» **Estratto**:
───
Presente anche Adriana Asti, cui viene chiesto un aneddoto davvero inedito e mai raccontato prima su Pasolini: “Vi prego, non mi fate parlare di Pierpaolo che è sempre emozionante per me e divento noiosissima. Molti aneddoti spesso nessuno li conosce, ma sono sterminati. Speravo di poter interpretare la madre di Pasolini senza risultare troppo coinvolta per via del legame con Pierpaolo, che fu fortissimo, ma devo davvero ringraziare Abel. Lui ha una magia segreta, che è un punto in comune tra lui e Pasolini: quando piazza una macchina da presa sul set, tutti coloro che gli stanno davanti diventano automaticamente i personaggi che lui ha nella testa, e io mi sono sentita davvero una creatura di Abel Ferrara in questofilm. Con Pierpaolo era lo stesso. Sì, eravamo intimi, mangiavamo insieme, viaggiavamo insieme. Quando si è giovani si pensa di essere immortali e io pensavo davvero che lui lo fosse, per cui è stata molto dura...”. Qui irrompe la commozione, accompagnata puntualmente dagli applausi.
───
» **Dati da esaminare**:
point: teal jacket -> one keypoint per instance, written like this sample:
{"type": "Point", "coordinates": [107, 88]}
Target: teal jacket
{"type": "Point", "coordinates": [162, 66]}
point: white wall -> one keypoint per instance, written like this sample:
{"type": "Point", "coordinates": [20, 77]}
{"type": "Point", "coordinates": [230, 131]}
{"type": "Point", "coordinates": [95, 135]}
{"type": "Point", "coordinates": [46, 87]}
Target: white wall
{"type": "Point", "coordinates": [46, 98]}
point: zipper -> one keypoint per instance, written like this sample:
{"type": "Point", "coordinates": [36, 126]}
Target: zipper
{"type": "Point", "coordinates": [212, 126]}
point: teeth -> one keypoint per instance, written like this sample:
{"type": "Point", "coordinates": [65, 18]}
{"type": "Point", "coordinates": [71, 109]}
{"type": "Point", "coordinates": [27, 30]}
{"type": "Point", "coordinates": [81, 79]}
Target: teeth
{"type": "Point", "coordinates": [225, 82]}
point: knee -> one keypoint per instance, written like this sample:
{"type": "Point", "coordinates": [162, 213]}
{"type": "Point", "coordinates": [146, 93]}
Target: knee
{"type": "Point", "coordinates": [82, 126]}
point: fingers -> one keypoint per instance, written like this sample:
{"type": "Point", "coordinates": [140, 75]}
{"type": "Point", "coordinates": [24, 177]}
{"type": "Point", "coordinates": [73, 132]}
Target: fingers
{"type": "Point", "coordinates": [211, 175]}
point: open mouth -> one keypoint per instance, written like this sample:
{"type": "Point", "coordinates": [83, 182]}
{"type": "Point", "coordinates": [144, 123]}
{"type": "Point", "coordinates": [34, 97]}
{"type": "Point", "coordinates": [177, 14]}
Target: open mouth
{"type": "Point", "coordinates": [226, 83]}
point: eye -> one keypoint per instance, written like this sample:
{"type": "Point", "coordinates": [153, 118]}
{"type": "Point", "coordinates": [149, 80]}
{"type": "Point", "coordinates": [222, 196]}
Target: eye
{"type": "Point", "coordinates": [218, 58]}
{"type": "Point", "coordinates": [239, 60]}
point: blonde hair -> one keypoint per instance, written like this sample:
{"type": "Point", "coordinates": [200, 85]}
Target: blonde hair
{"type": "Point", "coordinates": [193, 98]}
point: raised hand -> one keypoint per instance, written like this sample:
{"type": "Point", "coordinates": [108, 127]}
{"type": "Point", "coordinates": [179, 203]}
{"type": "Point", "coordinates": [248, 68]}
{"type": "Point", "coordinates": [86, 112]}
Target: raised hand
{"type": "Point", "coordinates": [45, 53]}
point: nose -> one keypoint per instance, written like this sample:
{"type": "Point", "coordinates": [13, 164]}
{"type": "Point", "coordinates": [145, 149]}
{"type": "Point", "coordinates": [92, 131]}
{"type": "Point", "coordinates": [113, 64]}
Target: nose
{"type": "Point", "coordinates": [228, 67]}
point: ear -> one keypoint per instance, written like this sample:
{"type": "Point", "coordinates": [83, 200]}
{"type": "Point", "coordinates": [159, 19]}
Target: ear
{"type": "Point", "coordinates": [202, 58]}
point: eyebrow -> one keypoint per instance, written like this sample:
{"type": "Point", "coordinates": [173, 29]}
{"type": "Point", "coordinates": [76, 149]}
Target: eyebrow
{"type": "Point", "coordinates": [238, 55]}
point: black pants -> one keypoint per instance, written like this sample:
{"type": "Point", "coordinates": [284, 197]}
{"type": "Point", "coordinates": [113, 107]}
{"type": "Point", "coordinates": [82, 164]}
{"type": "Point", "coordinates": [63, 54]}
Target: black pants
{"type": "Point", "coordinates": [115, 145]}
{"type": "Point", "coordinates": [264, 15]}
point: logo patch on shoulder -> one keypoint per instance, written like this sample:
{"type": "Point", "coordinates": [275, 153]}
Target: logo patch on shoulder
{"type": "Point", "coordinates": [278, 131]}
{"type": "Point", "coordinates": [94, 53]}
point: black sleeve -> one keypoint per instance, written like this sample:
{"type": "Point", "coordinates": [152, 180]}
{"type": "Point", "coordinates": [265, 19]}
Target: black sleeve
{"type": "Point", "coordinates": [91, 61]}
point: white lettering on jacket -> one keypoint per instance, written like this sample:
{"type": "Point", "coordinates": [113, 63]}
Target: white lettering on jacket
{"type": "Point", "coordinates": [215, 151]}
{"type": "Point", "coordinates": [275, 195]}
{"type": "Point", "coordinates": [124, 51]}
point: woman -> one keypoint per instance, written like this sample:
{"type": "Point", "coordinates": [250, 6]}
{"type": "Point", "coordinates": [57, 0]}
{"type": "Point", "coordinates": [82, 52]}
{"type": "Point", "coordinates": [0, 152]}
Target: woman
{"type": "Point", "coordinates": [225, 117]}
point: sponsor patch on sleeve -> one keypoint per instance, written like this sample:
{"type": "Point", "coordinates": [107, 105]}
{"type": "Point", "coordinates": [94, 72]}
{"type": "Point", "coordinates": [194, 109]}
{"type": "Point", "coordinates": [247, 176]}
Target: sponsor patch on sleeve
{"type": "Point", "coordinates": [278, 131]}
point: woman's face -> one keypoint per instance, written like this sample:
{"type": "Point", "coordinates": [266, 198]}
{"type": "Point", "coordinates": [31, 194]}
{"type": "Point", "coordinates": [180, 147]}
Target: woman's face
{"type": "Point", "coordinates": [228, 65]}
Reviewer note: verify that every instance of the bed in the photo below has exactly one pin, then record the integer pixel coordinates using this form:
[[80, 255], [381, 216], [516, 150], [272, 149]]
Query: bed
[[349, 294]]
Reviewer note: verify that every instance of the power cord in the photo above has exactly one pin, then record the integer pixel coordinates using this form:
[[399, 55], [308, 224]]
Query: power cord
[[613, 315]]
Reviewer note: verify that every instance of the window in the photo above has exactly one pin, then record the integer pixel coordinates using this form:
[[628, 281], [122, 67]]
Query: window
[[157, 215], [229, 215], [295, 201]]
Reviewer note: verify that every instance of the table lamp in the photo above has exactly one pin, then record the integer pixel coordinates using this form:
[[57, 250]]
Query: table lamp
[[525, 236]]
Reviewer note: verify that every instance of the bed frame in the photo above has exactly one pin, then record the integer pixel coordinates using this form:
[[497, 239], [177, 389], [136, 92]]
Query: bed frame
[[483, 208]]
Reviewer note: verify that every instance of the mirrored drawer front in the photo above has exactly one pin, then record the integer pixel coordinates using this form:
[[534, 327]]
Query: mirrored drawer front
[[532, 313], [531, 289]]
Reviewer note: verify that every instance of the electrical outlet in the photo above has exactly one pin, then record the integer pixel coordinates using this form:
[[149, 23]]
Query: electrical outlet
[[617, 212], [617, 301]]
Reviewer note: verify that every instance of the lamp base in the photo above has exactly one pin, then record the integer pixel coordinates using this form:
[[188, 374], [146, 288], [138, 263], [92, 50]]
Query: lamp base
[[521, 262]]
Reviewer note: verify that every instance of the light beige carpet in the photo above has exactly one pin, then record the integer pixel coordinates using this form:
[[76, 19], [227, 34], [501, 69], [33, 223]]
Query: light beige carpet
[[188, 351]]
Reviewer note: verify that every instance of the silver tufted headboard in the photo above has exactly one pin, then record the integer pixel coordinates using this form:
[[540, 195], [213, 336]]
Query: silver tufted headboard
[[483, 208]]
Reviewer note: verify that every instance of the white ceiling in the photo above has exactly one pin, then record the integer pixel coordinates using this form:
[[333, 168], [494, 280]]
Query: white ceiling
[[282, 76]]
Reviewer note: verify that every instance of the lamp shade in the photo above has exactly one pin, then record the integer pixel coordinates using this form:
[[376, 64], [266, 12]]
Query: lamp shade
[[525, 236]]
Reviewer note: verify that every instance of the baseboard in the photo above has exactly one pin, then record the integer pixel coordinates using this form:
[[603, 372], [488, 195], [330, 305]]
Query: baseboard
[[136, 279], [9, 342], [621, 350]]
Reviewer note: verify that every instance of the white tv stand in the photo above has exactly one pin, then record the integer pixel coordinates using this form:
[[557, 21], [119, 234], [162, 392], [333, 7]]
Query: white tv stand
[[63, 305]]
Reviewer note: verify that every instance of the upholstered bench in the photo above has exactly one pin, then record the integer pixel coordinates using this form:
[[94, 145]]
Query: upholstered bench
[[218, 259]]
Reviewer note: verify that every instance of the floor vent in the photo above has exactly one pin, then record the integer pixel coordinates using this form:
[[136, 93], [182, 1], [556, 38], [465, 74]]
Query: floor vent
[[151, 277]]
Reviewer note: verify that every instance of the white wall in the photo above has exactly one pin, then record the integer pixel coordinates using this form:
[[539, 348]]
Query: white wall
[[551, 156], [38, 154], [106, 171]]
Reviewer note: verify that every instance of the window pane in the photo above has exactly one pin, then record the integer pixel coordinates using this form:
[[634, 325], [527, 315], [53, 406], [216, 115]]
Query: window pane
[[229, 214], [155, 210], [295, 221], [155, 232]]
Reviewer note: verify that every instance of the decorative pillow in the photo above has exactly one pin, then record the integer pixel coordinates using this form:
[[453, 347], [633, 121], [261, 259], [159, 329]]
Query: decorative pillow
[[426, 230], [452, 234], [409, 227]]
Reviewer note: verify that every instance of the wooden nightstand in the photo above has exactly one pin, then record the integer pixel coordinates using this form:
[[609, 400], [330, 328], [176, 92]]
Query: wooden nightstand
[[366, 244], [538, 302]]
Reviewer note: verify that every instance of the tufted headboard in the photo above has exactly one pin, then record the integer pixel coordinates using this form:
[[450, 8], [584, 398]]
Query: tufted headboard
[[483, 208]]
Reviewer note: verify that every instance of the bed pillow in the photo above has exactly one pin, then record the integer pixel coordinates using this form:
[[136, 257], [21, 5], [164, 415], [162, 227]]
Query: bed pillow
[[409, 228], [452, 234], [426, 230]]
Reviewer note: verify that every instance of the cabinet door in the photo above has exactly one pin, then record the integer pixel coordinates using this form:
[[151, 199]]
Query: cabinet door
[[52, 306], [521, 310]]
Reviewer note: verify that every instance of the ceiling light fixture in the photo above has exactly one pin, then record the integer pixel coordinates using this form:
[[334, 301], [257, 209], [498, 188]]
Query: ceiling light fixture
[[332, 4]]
───
» **Compito assegnato 1**: Nel brano su Adriana Asti, per quale motivo l'attrice afferma di dover ringraziare Abel? Spiegalo in una-tre frasi.
» **Compito assegnato 2**: Scrivi il seguito del brano su Adriana Asti, per favore.

» **Risposta 1**: Asti sperava di interpretare la madre di Pasolini senza risultare troppo coinvolta per il fortissimo legame con lui, e Abel gliel'ha reso possibile con la sua "magia segreta". Quando piazza la macchina da presa, chi gli sta davanti diventa automaticamente il personaggio che lui ha nella testa, tanto che lei si è sentita davvero una creatura di Abel Ferrara.

» **Risposta 2**:
Interrogato più nello specifico in proposito, Dafoe ritorna sul modo in cui ha lavorato su Pasolini dal punto di vista interpretativo: “Non ho l’ho rappresentato o interpretato, ma mi sentivo piuttosto in dovere di creare un dialogo privato e personale con ciò che Pasolini aveva intorno e con ciò di cui era circondato”. Sull’uso per alcuni totalmente anti-filologico e inaccettabile dell’inglese, Ferrara precisa, ribadendo di aver già risposto mille volte a questa domanda, che la lingua altro non è che un artificio per rendere il loro approccio al film più diretto e personale: “Come Willem io sono americano e non parlo italiano: le cose che dice le avremmo potute esprimere solo nella nostra lingua, mentre il romanesco dei ragazzi di vita è una scelta artistica e creativa molto diversa. Non solo, mi sento di aggiungere che questo film non è necessariamente Pasolini, Roma, 1975, ma per me potrebbe essere a New York ieri notte, con un uomo ricco e famoso su una bella macchina che è a Brooklyn e se ne serve per rimorchiare ragazzi dominicani”.